> _Problema a resolver_: Retoma el texto sobre el silencio y prolóngalo desde su última oración.

El tráfico incesante, la conversación sin sentido que tiene la señora de voz estridente en la mesa de al lado, la música que se cuela de los auriculares de la chica sentada en la sala de espera, el muchacho que pasa decenas de tiktoks en el tren sin auriculares, el perro que no deja de ladrar en toda la noche, la canilla que pierde, la heladera que parece despertarse y dormirse intermitentemente, una televisión encendida en un departamento vecino, los dedos de la recepcionista golpeando sobre el escritorio con largas uñas esculpidas (desde el meñique hasta el índice en eterna repetición) mientras espera que la máquina le devuelva alguna respuesta.
Los bocinazos en las esquinas, el último tren que pasa antes de la medianoche y el repiqueteo de mis propios dedos contra las teclas de esta computadora. Huir de todos esos sonidos, ir apagándolos uno a uno. Eso.
Para algunos, la búsqueda del silencio equivale a perderse en un desierto yermo en un día sin viento, acostarse sobre las dunas y escuchar la nada. Para otros, huir a un lago quieto como el aceite y flotar sobre una colchoneta gigante con el sol en la cara y los ojos cerrados.
Marco, polo. Tierra. Nadie. Me hundo debajo del agua mientras todos los chicos corren y se zambullen escapando del que tiene los ojos cerrados y está listo para atraparnos. Yo estoy en el agua y para escapar, decidido hundirme. Larga bocanada de aire y a descender. En cuanto mis oídos cruzan el límite de la superficie, los ruidos se deforman en un extraño silencio. Se apagan los gritos de excitación alrededor de la pileta y de repente solo escucho mis exhalaciones y las burbujas que salen de mi boca y mi nariz. Después, cuando ya no queda casi aire, nada. O eso creo. De chica solía hacer lo mismo en la bañadera. Hundirme aguantando la respiración y ahogando los ruidos de la casa, por segundos que parecían eternos. Ese siempre fue mi silencio preferido.
Ahora bien, ¿son auténticos esos silencios? El desierto parece callado, aunque en cuestión de minutos pasaríamos a escuchar nuestras propias pisadas levantando la arena o nuestra respiración más agitada por el esfuerzo. El agua del lago, no importa cuán quieta, golpeará sobre los bordes de la colchoneta aun cuando esta flote casi inmóvil, y habrá pájaros o tal vez un poco de viento que haga mover las hojas de los árboles. El agua misma, pegará apenas sobre las rocas y piedras de la costa y todo estará tan aparentemente silencioso que podremos oír eso también.
Un físico afirmaría que el “silencio absoluto” no existe. El nivel de sonido más bajo en el mundo natural es el de las partículas que se mueven a través de un gas o un líquido y hasta tiene un nombre: movimiento browniano. Pero las empresas de tecnología y los científicos han intentado superar esto creando salas insonorizadas conocidas como cámaras anecoicas, salas diseñadas para apagar cualquier atisbo acústico. Allí, el sonido de fondo llega a medirse en decibeles negativos, es decir que está por debajo del umbral del oído humano.

> _Filas de datos_:
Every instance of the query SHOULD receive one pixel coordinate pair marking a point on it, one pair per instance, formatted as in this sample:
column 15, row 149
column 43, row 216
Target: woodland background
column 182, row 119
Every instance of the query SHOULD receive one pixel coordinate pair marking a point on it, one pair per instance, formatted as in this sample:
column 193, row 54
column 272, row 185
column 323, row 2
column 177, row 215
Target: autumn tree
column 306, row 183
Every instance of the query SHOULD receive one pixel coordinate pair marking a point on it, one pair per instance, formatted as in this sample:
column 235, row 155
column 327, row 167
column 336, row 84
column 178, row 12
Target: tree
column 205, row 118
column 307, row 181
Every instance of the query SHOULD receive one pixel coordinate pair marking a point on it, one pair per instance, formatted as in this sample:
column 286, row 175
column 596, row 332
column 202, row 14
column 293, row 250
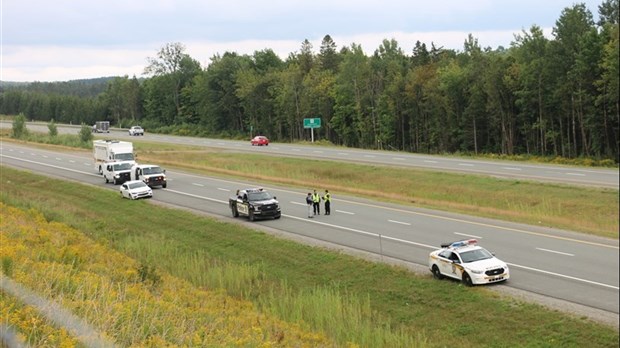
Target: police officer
column 316, row 203
column 328, row 202
column 310, row 203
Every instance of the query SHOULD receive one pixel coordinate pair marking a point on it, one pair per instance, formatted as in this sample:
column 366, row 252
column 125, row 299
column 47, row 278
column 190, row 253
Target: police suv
column 255, row 204
column 466, row 261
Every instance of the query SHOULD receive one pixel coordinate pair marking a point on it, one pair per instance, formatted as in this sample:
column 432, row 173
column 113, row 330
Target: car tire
column 467, row 280
column 436, row 272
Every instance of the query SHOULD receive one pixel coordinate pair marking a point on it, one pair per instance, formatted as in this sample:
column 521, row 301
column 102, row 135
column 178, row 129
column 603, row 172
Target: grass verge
column 294, row 281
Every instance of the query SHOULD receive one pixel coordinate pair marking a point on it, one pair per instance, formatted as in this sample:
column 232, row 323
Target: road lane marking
column 555, row 252
column 468, row 235
column 400, row 222
column 345, row 212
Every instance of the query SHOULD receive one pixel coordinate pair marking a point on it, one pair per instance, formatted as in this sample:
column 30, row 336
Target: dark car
column 259, row 140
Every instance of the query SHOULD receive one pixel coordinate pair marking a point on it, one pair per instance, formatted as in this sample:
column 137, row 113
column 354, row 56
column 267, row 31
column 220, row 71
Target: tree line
column 541, row 96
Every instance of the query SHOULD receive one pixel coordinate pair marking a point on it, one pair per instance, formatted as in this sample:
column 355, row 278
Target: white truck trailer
column 111, row 150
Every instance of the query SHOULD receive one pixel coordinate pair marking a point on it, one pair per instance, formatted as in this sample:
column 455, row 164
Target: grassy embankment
column 341, row 298
column 589, row 210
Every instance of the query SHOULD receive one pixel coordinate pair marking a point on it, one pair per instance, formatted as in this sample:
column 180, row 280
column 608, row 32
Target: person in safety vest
column 310, row 203
column 328, row 202
column 316, row 203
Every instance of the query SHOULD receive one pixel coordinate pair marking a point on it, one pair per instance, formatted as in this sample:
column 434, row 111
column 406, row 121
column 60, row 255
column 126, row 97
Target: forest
column 543, row 96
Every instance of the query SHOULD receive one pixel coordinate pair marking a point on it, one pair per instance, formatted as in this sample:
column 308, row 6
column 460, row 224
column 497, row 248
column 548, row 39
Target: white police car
column 467, row 262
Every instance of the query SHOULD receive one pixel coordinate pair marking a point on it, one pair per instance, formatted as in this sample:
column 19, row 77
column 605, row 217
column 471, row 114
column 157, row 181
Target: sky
column 62, row 40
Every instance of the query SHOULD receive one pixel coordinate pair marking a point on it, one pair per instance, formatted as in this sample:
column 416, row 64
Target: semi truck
column 150, row 174
column 111, row 150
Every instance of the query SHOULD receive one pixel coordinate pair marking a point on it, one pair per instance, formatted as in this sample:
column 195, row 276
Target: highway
column 596, row 177
column 563, row 265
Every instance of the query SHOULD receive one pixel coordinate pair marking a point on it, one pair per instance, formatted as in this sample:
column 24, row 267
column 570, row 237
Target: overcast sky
column 61, row 40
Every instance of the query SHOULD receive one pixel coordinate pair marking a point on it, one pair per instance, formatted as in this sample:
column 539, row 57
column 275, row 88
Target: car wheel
column 436, row 272
column 467, row 280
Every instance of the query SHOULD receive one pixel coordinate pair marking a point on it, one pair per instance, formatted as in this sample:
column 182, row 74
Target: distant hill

> _La respuesta_:
A diferencia de lo que muchos podrían pensar, el lugar más silencioso del mundo no es una cueva en las profundidades de la tierra ni un lago calmo al atardecer rodeado de liquidámbares y pinos. El lugar más silencioso del mundo no es particularmente bello, a menos que alguien considere toneladas de concreto apiladas y paredes con pisos y techos cubiertos de fibra de vidrio en colores marrones algo atractivo.
El lugar más silencioso del mundo es una cámara anecoica, creada por científicos en el laboratorio de Orfield, en Minnesota, Estados Unidos. Diseñada para detener las ondas de sonido que se reflejarían contra las paredes y cancelando cualquier tipo de eco, el silencio es tal que uno podría escuchar el propio pestañeo, el latido del corazón y hasta los pulmones llenándose de aire y desinflándose en cada exhalación. “Cuando todo está silencioso, nuestros oídos se adaptan”, explica Steven Orfield, el fundador del laboratorio. “En una cámara anecoica uno se convierte en el sonido”.
Estar en esa habitación, sin embargo, no es algo tan placentero como uno esperaría. Los que han pasado por la experiencia no la toleran más allá de los 45 minutos. Sin el ruido de sus pisadas sobre el suelo, las personas tienden a perder el sentido de la orientación; no hay más pistas, y pasado un rato muchos tienen que sentarse en una silla para no perder el equilibrio y su capacidad de maniobra.
Por lo demás, la cámara es usada por empresas que pretenden testear cuán silenciosos o ruidosos son sus productos. Los astronautas de la NASA, por ejemplo, pasan tiempo en cámaras de ese estilo para saber cómo responderían al mutismo que los rodeará en el espacio exterior. Allí parece que flota el verdadero silencio.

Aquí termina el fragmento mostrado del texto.